■ Task data ■
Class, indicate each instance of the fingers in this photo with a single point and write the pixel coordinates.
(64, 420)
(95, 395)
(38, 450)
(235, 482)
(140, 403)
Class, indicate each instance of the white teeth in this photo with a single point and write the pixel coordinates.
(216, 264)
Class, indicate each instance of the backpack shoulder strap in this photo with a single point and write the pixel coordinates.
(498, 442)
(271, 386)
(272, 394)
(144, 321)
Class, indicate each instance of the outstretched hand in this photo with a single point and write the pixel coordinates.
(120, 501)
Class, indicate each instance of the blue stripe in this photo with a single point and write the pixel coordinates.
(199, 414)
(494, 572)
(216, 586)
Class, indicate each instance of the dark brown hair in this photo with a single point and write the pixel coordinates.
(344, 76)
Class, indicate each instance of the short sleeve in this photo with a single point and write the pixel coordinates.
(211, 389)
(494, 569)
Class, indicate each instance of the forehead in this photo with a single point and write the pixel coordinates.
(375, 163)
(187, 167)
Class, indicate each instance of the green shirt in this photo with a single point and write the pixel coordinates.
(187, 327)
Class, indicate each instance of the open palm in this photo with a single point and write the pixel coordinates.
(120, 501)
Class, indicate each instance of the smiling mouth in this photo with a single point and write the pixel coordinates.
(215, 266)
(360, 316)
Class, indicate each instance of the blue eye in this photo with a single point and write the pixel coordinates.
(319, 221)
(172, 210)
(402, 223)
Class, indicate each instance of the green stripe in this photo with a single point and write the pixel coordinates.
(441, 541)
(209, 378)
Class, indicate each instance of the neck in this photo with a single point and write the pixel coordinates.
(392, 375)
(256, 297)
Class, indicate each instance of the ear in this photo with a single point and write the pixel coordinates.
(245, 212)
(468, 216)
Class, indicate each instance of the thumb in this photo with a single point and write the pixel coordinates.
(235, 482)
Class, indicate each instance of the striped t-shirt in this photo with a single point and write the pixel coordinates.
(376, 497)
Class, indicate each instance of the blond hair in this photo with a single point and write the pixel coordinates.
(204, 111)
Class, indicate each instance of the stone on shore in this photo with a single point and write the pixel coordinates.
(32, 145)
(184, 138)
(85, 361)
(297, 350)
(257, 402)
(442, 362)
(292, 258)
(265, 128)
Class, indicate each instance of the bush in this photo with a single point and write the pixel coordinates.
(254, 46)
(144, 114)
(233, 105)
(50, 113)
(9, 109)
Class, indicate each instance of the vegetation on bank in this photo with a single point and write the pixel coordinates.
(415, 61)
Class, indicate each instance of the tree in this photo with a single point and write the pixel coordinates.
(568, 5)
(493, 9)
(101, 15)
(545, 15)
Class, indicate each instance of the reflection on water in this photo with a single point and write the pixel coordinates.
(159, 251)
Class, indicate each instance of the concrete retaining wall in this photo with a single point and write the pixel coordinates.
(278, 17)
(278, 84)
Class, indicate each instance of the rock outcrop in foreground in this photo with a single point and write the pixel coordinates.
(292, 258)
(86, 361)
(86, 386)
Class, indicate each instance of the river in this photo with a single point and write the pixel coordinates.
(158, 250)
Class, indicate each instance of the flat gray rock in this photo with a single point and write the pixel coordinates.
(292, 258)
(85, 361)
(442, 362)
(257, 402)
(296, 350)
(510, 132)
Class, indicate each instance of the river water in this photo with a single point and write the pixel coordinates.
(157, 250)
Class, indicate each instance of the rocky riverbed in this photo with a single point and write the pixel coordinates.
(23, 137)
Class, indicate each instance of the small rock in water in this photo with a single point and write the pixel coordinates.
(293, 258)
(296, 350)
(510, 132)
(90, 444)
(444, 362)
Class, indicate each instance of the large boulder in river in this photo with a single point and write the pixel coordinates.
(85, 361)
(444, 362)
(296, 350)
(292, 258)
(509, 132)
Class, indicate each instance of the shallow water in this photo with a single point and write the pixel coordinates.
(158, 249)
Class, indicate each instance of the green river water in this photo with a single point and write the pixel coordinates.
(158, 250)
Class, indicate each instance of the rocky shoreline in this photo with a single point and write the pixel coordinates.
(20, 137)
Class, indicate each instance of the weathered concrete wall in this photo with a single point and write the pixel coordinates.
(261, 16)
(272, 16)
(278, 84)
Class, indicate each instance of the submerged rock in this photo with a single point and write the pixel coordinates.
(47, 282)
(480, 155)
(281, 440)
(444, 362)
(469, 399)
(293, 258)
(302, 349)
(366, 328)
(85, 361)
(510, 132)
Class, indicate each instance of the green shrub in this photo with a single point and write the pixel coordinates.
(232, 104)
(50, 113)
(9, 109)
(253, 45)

■ Action item ■
Every entry above must be returned word for word.

■ Result ■
Class, indicate each instance of the fingers in this photo with a single point and write the pixel coordinates.
(64, 420)
(95, 395)
(38, 450)
(235, 482)
(140, 403)
Class, indicate each instance of the white teeth in this photo with a single point and write the pixel coordinates.
(216, 264)
Class, indicate each instance of the backpack shoulder strap in this photo with a single point and write the pixel coordinates.
(498, 442)
(271, 386)
(272, 394)
(144, 321)
Class, indicate each instance of the outstretched hand in this photo with a single point and write the pixel coordinates.
(120, 501)
Class, indicate each instance of the blue stripe in this photo with a single point and write the pixel coordinates.
(199, 414)
(494, 572)
(216, 586)
Class, indicate each instance of the dark brown hair in this photo with a single point and write the pixel coordinates.
(344, 76)
Class, indicate each instance of the short sleeve in this photo with a single point and write the pixel coordinates.
(211, 389)
(494, 569)
Class, indicate each instance of the forehead in this photo with a single point and write the pixel coordinates.
(375, 163)
(187, 167)
Class, indicate each instance of the green shirt in this photo with a single point and write the pixel coordinates.
(187, 327)
Class, indicate each instance of the open palm in this photo with a single point and write the pixel coordinates.
(120, 501)
Class, indicate each instance of the smiling mouth in this photo with a single point and write the pixel coordinates.
(215, 266)
(360, 316)
Class, indicate each instance of the blue eye in this photo with a single point and write the pixel coordinates.
(319, 221)
(172, 210)
(402, 223)
Class, indicate each instance of the green stripe in this photo with a single point and write the pixel coordinates.
(441, 541)
(209, 378)
Class, indicate each instance of the neck in this photo with a single point and write the pixel coordinates.
(392, 375)
(256, 297)
Class, indicate each instance of the ear in this photo with a single point and write the pixel coordinates.
(245, 212)
(468, 216)
Class, indicate each instance of the thumb in this photo with a single point and write the pixel coordinates.
(235, 482)
Class, indicate each instance of the striped t-shirt in this photo with a single point and write the pixel coordinates.
(376, 497)
Class, indicate each instance of the blond hair in this photo with a single point and write the pixel coordinates.
(204, 111)
Class, indicate each instance of the stone on shore in this photo with a single point and write the pixel coordinates.
(32, 145)
(184, 138)
(85, 361)
(297, 350)
(257, 402)
(442, 362)
(292, 258)
(265, 128)
Class, indicate each instance of the bush in this photo with a single point and write the pixel coordinates.
(254, 46)
(144, 114)
(233, 105)
(50, 113)
(9, 109)
Class, indicate each instance of the vegetation on bank in this photo with a single point and write the pixel coordinates.
(415, 61)
Class, indicate each instance of the tree in this photo with a single point and write the pixel coordinates.
(568, 5)
(493, 9)
(101, 15)
(545, 15)
Class, indicate each instance of the reflection on water in this photo with a single point and write the pixel coordinates.
(159, 251)
Class, indicate each instance of the concrete retaining wall in this photo with a single point and write the pixel coordinates.
(278, 17)
(278, 84)
Class, indicate each instance of the rock outcrop in foreground in this photo with a single point and write the pixel coordinates.
(292, 258)
(86, 361)
(86, 386)
Class, indicate each instance of the river in this photo with a single point and write the pixel coordinates.
(158, 250)
Class, indicate each instance of the flat gray rock in this photo with a single point and write the pixel coordinates.
(292, 258)
(85, 361)
(442, 362)
(257, 402)
(296, 350)
(510, 132)
Class, indicate each instance of the river water in this photo with a single point and write the pixel coordinates.
(157, 250)
Class, indicate each instance of the rocky riverbed in this photo with a single point and write the pixel coordinates.
(23, 137)
Class, indicate each instance of the small rock in water in this photo with a single point and write the pixel coordinates.
(293, 258)
(296, 350)
(510, 132)
(90, 444)
(444, 362)
Class, indicate each instance of the large boulder in river in this photo with a single point and write the pixel coordinates.
(85, 361)
(444, 362)
(296, 350)
(292, 258)
(509, 132)
Class, indicate each instance of the shallow water in this photo with a single point and write the pixel coordinates.
(158, 249)
Class, indicate each instance of the green river water in this photo with a single point and write the pixel coordinates.
(158, 250)
Class, indicate each instance of the rocky shoreline in this photo with a single point and write the pixel coordinates.
(20, 137)
Class, indicate each instance of the weathered concrete wall in this photo with a single point and write the pixel coordinates.
(261, 16)
(272, 16)
(278, 84)
Class, indicate each instance of the submerged rock in this photo with a single point and write the pixel coordinates.
(47, 282)
(480, 155)
(281, 440)
(444, 362)
(469, 399)
(293, 258)
(302, 349)
(366, 328)
(85, 361)
(510, 132)
Class, indicate each instance of the green shrub in this photo with a single point and write the pixel coordinates.
(232, 104)
(50, 113)
(9, 109)
(253, 45)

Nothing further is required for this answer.